## PROBLEM DESCRIPTION:
Would you please copy all of the data exactly, skipping the images?
------------------------------------------------------------
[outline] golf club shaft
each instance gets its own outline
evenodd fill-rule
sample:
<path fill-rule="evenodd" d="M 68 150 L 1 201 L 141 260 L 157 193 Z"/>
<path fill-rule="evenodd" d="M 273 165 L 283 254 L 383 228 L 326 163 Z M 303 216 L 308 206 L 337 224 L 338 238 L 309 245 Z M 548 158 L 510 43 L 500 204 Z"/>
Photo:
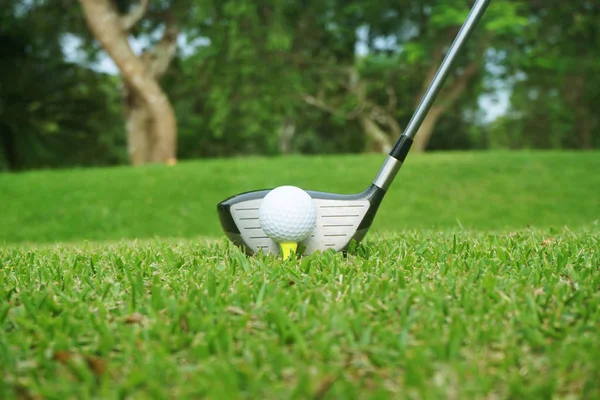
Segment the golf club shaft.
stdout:
<path fill-rule="evenodd" d="M 379 173 L 373 180 L 373 184 L 376 186 L 383 190 L 387 190 L 389 185 L 392 183 L 392 180 L 396 177 L 398 170 L 402 166 L 402 163 L 404 162 L 404 159 L 410 150 L 413 142 L 412 139 L 419 131 L 421 124 L 425 120 L 427 113 L 435 101 L 435 98 L 450 74 L 452 64 L 456 60 L 460 50 L 464 47 L 465 43 L 475 30 L 477 23 L 481 20 L 481 17 L 483 17 L 483 14 L 485 13 L 485 10 L 490 2 L 491 0 L 477 0 L 471 8 L 467 19 L 460 28 L 456 38 L 450 45 L 448 52 L 440 64 L 435 76 L 433 77 L 433 80 L 425 91 L 425 94 L 417 106 L 417 109 L 408 122 L 404 133 L 396 141 L 394 148 L 390 151 L 390 154 L 383 163 Z"/>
------------------------------------------------------------
## ANSWER FOR THIS EXERCISE:
[outline] golf club shaft
each instance gets its own outline
evenodd fill-rule
sample:
<path fill-rule="evenodd" d="M 68 150 L 1 201 L 141 260 L 157 193 Z"/>
<path fill-rule="evenodd" d="M 273 165 L 283 254 L 383 228 L 326 163 Z M 303 216 L 308 206 L 337 224 L 338 238 L 309 245 Z M 548 158 L 510 43 L 500 204 Z"/>
Photo:
Segment the golf club shaft.
stdout:
<path fill-rule="evenodd" d="M 379 173 L 373 180 L 373 184 L 376 186 L 383 190 L 387 190 L 389 185 L 392 183 L 392 180 L 396 177 L 398 170 L 402 166 L 402 163 L 404 162 L 404 159 L 410 150 L 413 142 L 412 139 L 419 131 L 421 124 L 425 120 L 427 113 L 435 101 L 435 98 L 450 74 L 452 64 L 456 60 L 460 50 L 464 47 L 465 43 L 475 30 L 477 23 L 481 20 L 481 17 L 483 17 L 483 14 L 485 13 L 485 10 L 490 2 L 491 0 L 477 0 L 471 8 L 467 19 L 460 28 L 456 38 L 450 45 L 448 52 L 440 64 L 435 76 L 433 77 L 433 80 L 425 91 L 425 94 L 417 106 L 417 109 L 408 122 L 404 133 L 396 141 L 394 148 L 390 151 L 390 154 L 383 163 Z"/>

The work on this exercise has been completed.